GIVEN EXERCISE
Pick out each line in the entries below that contains the word "water", and copy those lines.

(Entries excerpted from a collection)
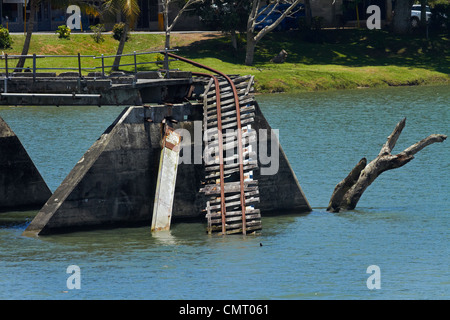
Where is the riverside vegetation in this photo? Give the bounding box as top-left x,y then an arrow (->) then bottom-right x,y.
0,29 -> 450,93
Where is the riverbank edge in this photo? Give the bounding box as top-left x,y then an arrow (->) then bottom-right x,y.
5,32 -> 450,94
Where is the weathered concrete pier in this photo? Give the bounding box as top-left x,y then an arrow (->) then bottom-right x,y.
0,117 -> 52,211
0,55 -> 311,235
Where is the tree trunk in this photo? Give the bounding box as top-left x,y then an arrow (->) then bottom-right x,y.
14,0 -> 36,72
245,32 -> 256,66
111,23 -> 130,71
420,0 -> 428,28
164,31 -> 170,50
327,118 -> 447,212
305,0 -> 312,28
230,30 -> 237,51
393,0 -> 414,34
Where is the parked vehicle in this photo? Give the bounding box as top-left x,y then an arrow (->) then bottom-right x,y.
255,4 -> 305,31
411,4 -> 431,28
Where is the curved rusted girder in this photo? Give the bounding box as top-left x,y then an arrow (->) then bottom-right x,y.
168,52 -> 247,234
192,72 -> 226,234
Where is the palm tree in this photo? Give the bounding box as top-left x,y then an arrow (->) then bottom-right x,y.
14,0 -> 39,72
103,0 -> 141,71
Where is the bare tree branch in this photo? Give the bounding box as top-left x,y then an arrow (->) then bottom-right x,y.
327,118 -> 447,212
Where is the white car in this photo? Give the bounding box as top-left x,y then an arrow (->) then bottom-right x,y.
411,4 -> 431,28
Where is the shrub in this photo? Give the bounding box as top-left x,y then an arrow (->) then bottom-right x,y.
0,25 -> 13,49
113,22 -> 130,41
89,23 -> 105,43
55,25 -> 71,39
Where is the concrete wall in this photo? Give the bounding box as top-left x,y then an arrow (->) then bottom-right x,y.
0,117 -> 51,211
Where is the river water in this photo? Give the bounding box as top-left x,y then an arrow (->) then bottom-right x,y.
0,86 -> 450,300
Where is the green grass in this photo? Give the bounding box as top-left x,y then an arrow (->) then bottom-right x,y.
0,30 -> 450,92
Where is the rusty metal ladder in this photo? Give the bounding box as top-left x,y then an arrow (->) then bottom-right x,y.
201,76 -> 262,234
165,52 -> 262,234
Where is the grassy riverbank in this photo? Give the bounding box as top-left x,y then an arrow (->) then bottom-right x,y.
0,30 -> 450,92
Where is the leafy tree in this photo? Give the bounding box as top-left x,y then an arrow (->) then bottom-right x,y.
194,0 -> 252,50
162,0 -> 205,49
245,0 -> 301,66
102,0 -> 141,71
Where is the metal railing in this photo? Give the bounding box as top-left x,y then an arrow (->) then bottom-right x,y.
0,49 -> 178,80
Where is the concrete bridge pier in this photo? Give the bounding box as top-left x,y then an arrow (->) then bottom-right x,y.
0,117 -> 52,211
23,102 -> 311,236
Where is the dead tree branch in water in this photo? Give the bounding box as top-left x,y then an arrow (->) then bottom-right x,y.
327,118 -> 447,212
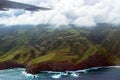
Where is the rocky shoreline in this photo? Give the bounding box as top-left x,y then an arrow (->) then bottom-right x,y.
0,54 -> 114,74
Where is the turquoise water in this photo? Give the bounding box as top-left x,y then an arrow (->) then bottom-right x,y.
0,66 -> 120,80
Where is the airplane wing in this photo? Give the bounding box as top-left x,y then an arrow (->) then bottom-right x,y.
0,0 -> 50,11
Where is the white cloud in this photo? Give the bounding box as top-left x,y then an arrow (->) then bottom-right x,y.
0,0 -> 120,26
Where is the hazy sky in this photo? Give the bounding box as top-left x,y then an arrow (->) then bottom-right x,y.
0,0 -> 120,26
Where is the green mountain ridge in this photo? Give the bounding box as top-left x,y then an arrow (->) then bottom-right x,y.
0,24 -> 120,72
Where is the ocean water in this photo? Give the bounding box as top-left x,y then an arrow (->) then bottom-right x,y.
0,66 -> 120,80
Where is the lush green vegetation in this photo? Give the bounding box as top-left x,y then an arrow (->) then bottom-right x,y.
0,24 -> 120,64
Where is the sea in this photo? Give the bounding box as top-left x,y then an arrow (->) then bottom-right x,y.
0,66 -> 120,80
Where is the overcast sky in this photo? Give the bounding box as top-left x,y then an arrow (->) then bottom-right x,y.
0,0 -> 120,26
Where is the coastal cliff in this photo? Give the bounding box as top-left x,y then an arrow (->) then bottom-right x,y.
0,24 -> 120,74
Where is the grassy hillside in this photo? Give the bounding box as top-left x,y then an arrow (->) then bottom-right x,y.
0,24 -> 120,67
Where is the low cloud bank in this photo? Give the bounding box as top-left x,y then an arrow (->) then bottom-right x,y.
0,0 -> 120,26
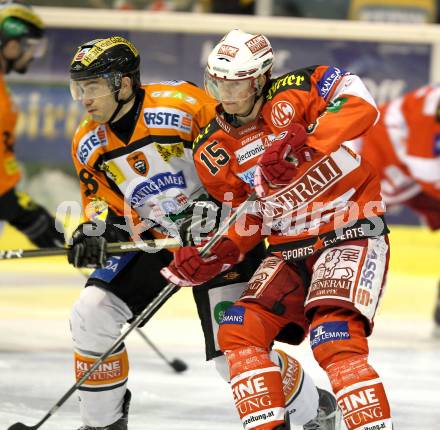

WORKED SOLUTION
Where is the river water in this photo? Give the bounding box as top-left x,y then an arrow (->) then bottom-right x,y.
Where is the dead tree branch in water in this photo? Give the bounding box as top-left x,y then an arrow (->) then bottom-right x,y.
Where is the turquoise water in this photo? Give the bounding box as top-left x,y then an arrow (->) then bottom-right x,y.
Where is the ocean water in this photo? Give the bounding box as top-left x,y then an arrow (->) then bottom-right x,y.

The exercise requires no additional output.